Exercise instructions — The lines needed are those below that contain the word "wooden"; copy each one.

* * *

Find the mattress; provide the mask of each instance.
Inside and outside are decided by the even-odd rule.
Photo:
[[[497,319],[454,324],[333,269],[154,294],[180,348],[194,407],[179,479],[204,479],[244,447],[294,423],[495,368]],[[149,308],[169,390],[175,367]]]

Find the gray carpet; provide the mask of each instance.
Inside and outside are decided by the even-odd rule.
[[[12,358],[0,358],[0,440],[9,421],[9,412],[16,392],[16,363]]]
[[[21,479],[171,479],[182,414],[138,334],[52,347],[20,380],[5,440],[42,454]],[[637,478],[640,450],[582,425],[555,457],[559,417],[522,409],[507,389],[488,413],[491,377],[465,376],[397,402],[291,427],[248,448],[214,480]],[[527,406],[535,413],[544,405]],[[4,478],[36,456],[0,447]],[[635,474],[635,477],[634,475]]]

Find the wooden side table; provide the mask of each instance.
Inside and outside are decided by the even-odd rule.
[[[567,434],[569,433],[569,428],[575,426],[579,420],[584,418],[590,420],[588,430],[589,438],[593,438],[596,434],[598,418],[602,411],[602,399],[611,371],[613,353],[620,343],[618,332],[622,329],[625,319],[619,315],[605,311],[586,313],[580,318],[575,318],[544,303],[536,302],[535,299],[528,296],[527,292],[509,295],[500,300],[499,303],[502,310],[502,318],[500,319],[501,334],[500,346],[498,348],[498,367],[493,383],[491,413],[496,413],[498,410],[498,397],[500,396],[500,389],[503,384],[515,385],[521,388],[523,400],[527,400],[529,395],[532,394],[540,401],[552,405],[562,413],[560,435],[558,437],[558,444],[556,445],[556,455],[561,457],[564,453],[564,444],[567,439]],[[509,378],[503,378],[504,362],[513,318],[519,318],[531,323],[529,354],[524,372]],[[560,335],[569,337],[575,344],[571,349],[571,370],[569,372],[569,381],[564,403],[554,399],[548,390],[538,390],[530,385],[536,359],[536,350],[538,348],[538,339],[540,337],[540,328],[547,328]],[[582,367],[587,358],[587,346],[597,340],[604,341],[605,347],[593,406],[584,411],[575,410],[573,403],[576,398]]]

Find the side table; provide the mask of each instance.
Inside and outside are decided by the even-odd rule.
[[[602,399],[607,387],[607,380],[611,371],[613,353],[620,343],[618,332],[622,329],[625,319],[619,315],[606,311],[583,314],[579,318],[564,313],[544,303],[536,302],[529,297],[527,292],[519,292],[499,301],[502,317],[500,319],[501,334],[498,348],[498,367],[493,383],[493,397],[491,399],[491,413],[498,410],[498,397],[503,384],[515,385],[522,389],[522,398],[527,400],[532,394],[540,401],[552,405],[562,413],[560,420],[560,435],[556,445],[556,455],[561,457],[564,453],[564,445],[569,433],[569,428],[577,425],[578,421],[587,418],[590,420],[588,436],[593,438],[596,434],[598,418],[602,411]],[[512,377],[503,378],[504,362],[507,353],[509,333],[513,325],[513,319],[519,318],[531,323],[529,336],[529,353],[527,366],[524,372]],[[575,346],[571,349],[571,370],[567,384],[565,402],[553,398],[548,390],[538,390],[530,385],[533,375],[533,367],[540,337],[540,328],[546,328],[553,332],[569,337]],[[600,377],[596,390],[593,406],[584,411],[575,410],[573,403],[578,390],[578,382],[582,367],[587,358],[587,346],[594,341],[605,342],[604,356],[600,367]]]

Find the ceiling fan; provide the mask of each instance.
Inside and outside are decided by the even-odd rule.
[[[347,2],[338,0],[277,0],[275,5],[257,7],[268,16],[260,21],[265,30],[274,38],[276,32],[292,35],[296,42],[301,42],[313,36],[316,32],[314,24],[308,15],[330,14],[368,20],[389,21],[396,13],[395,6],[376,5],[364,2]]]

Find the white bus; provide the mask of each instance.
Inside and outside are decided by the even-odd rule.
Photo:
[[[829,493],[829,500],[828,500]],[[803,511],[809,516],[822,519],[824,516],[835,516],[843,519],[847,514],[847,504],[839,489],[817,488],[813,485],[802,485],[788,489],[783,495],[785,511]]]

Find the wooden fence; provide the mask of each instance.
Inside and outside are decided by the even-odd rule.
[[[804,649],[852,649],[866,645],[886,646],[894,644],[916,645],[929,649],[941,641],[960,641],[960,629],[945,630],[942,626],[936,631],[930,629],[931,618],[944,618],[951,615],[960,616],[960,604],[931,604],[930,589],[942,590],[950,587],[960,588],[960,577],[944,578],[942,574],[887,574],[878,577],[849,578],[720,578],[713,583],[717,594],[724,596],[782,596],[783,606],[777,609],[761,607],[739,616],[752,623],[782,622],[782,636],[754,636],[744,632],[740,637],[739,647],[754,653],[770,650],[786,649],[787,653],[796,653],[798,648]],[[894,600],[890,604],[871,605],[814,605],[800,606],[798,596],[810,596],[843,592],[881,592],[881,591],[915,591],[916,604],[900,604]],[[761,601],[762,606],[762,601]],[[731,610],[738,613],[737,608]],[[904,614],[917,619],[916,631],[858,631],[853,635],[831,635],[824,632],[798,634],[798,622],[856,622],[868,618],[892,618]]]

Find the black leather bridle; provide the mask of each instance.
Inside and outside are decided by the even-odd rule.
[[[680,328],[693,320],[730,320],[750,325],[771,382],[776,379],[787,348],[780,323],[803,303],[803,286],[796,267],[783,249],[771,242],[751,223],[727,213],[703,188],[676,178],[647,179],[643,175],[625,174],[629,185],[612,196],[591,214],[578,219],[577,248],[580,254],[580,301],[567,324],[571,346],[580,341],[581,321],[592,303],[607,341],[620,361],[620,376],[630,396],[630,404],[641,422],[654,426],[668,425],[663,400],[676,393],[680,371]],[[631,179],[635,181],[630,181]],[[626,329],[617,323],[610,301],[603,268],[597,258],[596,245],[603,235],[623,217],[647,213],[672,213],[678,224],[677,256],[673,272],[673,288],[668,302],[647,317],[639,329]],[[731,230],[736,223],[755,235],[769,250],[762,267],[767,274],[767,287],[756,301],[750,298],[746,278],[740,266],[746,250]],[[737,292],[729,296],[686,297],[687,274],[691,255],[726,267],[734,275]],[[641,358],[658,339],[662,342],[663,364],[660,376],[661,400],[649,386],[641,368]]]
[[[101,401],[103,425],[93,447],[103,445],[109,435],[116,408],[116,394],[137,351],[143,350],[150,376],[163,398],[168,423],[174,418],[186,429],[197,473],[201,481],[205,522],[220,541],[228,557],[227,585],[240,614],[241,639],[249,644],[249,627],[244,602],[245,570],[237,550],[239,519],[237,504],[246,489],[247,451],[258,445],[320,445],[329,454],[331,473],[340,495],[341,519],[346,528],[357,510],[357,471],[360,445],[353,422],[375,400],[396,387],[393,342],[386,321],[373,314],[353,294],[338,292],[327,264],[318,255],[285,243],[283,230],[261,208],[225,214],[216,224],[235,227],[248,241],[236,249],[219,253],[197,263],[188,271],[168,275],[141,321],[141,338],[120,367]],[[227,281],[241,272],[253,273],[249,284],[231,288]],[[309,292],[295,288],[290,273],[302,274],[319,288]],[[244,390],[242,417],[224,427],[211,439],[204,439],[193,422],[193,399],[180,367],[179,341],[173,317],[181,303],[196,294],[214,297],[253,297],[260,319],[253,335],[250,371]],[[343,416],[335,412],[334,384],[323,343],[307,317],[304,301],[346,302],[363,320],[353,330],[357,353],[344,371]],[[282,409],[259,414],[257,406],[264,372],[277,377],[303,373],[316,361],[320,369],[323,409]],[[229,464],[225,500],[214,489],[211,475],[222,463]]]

* * *

Answer area —
Find the wooden side table; provide the mask of each instance.
Find the wooden fence; provide the mask of each instance.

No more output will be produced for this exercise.